## ABOUT THIS TASK
Nothing may be left out or changed. Print every entry.

*** Opening INFORMATION ***

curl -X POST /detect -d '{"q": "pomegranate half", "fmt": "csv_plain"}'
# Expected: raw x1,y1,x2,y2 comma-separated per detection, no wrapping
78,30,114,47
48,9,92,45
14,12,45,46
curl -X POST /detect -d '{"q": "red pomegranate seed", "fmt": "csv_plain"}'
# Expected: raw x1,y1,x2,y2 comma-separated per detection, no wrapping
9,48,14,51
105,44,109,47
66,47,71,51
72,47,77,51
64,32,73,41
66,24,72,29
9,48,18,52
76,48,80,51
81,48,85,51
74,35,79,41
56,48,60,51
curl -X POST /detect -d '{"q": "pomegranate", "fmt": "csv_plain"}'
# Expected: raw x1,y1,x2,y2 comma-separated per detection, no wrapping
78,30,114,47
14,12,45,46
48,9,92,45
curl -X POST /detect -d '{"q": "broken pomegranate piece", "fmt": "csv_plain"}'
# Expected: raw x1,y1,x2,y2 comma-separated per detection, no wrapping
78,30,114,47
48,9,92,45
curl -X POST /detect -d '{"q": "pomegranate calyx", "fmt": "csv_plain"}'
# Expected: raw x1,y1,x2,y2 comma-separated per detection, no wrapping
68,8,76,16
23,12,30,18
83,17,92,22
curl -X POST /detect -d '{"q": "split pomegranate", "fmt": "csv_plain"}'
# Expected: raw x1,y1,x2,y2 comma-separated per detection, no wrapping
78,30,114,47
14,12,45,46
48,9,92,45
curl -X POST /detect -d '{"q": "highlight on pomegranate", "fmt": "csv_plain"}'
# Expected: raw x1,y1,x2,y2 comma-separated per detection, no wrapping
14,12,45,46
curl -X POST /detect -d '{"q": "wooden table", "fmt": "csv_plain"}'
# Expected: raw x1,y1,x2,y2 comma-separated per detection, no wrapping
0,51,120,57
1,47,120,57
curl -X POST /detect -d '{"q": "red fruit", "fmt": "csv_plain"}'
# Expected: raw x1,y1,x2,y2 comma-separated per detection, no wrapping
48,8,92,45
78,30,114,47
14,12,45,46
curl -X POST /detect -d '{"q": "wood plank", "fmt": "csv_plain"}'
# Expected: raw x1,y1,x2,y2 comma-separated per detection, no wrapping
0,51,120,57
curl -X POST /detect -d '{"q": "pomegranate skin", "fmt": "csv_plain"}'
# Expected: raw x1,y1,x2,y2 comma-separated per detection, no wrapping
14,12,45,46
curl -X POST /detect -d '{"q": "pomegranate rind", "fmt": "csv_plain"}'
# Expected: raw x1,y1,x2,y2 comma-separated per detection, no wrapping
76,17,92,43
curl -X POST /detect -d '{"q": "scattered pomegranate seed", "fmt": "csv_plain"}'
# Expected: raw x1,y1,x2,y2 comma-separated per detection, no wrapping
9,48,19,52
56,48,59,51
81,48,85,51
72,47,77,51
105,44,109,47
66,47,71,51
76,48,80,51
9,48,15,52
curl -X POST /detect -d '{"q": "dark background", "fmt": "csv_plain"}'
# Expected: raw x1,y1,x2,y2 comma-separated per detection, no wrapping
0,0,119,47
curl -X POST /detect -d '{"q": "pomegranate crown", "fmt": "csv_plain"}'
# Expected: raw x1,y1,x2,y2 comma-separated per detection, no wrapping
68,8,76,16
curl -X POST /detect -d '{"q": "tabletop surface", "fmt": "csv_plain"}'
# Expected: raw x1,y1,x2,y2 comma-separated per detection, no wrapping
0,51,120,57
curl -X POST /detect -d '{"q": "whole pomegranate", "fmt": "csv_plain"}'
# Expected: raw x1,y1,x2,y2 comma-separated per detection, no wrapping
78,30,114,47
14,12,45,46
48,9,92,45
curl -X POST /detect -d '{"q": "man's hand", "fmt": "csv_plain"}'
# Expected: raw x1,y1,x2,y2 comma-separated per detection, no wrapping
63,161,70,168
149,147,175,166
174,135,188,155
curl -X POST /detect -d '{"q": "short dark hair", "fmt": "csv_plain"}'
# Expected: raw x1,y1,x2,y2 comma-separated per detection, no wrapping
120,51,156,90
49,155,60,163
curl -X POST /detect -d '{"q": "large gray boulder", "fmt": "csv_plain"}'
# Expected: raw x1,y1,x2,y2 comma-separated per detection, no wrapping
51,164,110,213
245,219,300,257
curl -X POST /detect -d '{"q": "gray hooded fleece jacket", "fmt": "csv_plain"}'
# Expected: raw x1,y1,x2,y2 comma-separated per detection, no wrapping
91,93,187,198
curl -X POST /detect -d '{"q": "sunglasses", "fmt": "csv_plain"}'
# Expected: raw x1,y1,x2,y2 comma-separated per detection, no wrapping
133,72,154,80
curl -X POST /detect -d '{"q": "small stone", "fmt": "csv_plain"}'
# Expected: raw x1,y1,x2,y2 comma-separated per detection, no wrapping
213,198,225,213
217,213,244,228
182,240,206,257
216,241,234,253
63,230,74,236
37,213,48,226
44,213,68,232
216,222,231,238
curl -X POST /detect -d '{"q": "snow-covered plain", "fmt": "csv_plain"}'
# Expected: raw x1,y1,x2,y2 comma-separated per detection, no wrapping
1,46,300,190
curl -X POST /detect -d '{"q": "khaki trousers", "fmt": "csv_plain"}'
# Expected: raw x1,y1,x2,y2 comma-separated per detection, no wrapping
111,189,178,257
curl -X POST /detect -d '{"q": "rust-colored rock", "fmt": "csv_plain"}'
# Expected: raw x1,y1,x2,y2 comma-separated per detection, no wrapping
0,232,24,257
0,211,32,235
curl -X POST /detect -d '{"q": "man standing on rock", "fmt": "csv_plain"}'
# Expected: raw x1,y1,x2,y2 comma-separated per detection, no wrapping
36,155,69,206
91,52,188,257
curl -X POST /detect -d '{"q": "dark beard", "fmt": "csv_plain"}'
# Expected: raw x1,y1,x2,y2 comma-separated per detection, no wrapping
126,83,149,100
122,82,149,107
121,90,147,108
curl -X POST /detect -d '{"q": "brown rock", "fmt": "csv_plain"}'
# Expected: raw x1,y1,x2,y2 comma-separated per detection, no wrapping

*** Closing INFORMATION ***

## WRITTEN RESPONSE
curl -X POST /detect -d '{"q": "pomegranate half", "fmt": "csv_plain"}'
# Expected: raw x1,y1,x2,y2 comma-separated per detection, no wrapping
78,30,114,47
48,9,92,45
14,12,45,46
curl -X POST /detect -d '{"q": "red pomegranate seed", "fmt": "csv_plain"}'
# Expected: raw x1,y1,x2,y2 comma-separated per detection, no wrapping
9,48,14,51
105,44,109,47
66,47,71,51
72,47,77,51
64,32,73,41
66,24,72,29
9,48,18,52
76,48,80,51
81,48,85,51
74,35,79,41
56,48,60,51
curl -X POST /detect -d '{"q": "pomegranate", "fmt": "csv_plain"}'
# Expected: raw x1,y1,x2,y2 comma-separated per detection, no wrapping
78,30,114,47
14,12,45,46
48,9,92,45
curl -X POST /detect -d '{"q": "broken pomegranate piece", "fmt": "csv_plain"}'
# Expected: raw x1,y1,x2,y2 comma-separated per detection, no wrapping
78,30,114,47
48,9,92,45
curl -X POST /detect -d '{"q": "pomegranate calyx", "fmt": "csv_plain"}'
# Expected: raw x1,y1,x2,y2 comma-separated per detection, no wrapping
68,8,76,16
23,12,30,18
83,17,92,22
curl -X POST /detect -d '{"q": "split pomegranate", "fmt": "csv_plain"}'
# Expected: raw x1,y1,x2,y2 comma-separated per detection, no wrapping
78,30,114,47
14,12,45,46
48,9,92,45
curl -X POST /detect -d '{"q": "highlight on pomegranate", "fmt": "csv_plain"}'
# Expected: raw x1,y1,x2,y2 comma-separated per detection, no wrapping
14,12,45,46
curl -X POST /detect -d '{"q": "wooden table", "fmt": "csv_plain"}'
# Expected: raw x1,y1,x2,y2 comma-separated per detection, no wrapping
0,51,120,57
1,47,120,57
curl -X POST /detect -d '{"q": "red fruit", "fmt": "csv_plain"}'
# Expected: raw x1,y1,x2,y2 comma-separated per detection, no wrapping
48,8,92,45
78,30,114,47
14,12,45,46
curl -X POST /detect -d '{"q": "wood plank", "fmt": "csv_plain"}'
# Expected: raw x1,y1,x2,y2 comma-separated per detection, no wrapping
0,51,120,57
curl -X POST /detect -d '{"q": "pomegranate skin", "fmt": "csv_plain"}'
# Expected: raw x1,y1,x2,y2 comma-separated per detection, no wrapping
14,12,45,46
curl -X POST /detect -d '{"q": "pomegranate rind", "fmt": "csv_plain"}'
# Expected: raw x1,y1,x2,y2 comma-separated per detection, no wrapping
76,17,92,43
curl -X POST /detect -d '{"q": "scattered pomegranate seed", "fmt": "csv_plain"}'
# Expected: raw x1,y1,x2,y2 comma-separated per detection, no wrapping
9,48,19,52
56,48,59,51
81,48,85,51
72,47,77,51
105,44,109,47
66,47,71,51
76,48,80,51
9,48,15,52
curl -X POST /detect -d '{"q": "dark background", "fmt": "csv_plain"}'
# Expected: raw x1,y1,x2,y2 comma-separated per detection, no wrapping
0,0,119,47
curl -X POST /detect -d '{"q": "pomegranate crown", "fmt": "csv_plain"}'
# Expected: raw x1,y1,x2,y2 comma-separated per detection, no wrapping
68,8,76,16
curl -X POST /detect -d '{"q": "tabletop surface", "fmt": "csv_plain"}'
# Expected: raw x1,y1,x2,y2 comma-separated per detection, no wrapping
0,51,120,57
curl -X POST /detect -d '{"q": "whole pomegranate", "fmt": "csv_plain"}'
# Expected: raw x1,y1,x2,y2 comma-separated per detection, no wrapping
78,30,114,47
14,12,45,46
48,9,92,45
curl -X POST /detect -d '{"q": "man's hand", "fmt": "csv_plain"}'
# Expected: raw x1,y1,x2,y2 comma-separated per detection, no wrapping
63,161,70,168
149,147,175,166
174,135,188,155
curl -X POST /detect -d '{"q": "short dark hair", "fmt": "csv_plain"}'
# Expected: raw x1,y1,x2,y2 comma-separated per detection, no wrapping
120,51,156,90
49,155,60,163
curl -X POST /detect -d '{"q": "large gray boulder", "fmt": "csv_plain"}'
# Expected: raw x1,y1,x2,y2 comma-separated per detection, no wrapping
51,164,110,213
245,219,300,257
curl -X POST /detect -d '{"q": "gray hooded fleece jacket", "fmt": "csv_plain"}'
# Expected: raw x1,y1,x2,y2 comma-separated per detection, no wrapping
91,93,187,198
curl -X POST /detect -d '{"q": "sunglasses", "fmt": "csv_plain"}'
# Expected: raw x1,y1,x2,y2 comma-separated per detection, no wrapping
133,72,154,80
curl -X POST /detect -d '{"q": "small stone", "fmt": "csv_plain"}'
# Expected: raw x1,y1,x2,y2 comma-separated per detection, no wrapping
213,198,225,213
217,213,244,228
182,240,206,257
216,241,234,253
63,230,74,236
37,213,48,226
44,213,68,232
216,222,231,238
curl -X POST /detect -d '{"q": "snow-covered plain", "fmt": "csv_plain"}'
# Expected: raw x1,y1,x2,y2 comma-separated per detection, no wrapping
1,46,300,190
curl -X POST /detect -d '{"q": "khaki trousers", "fmt": "csv_plain"}'
# Expected: raw x1,y1,x2,y2 comma-separated per detection, no wrapping
111,189,178,257
curl -X POST /detect -d '{"q": "rust-colored rock", "fmt": "csv_plain"}'
# Expected: raw x1,y1,x2,y2 comma-separated per detection, no wrapping
0,232,24,257
0,211,32,235
curl -X POST /detect -d '{"q": "man standing on rock", "fmt": "csv_plain"}'
# Expected: raw x1,y1,x2,y2 comma-separated per detection, no wrapping
36,155,69,206
91,52,188,257
curl -X POST /detect -d '{"q": "dark beard", "fmt": "csv_plain"}'
# Expected: raw x1,y1,x2,y2 comma-separated per detection, no wrapping
126,83,149,100
122,82,149,107
121,90,147,108
curl -X POST /detect -d '{"q": "brown rock", "fmt": "csv_plain"}'
# Expected: raw x1,y1,x2,y2 comma-separated per detection, no wrapping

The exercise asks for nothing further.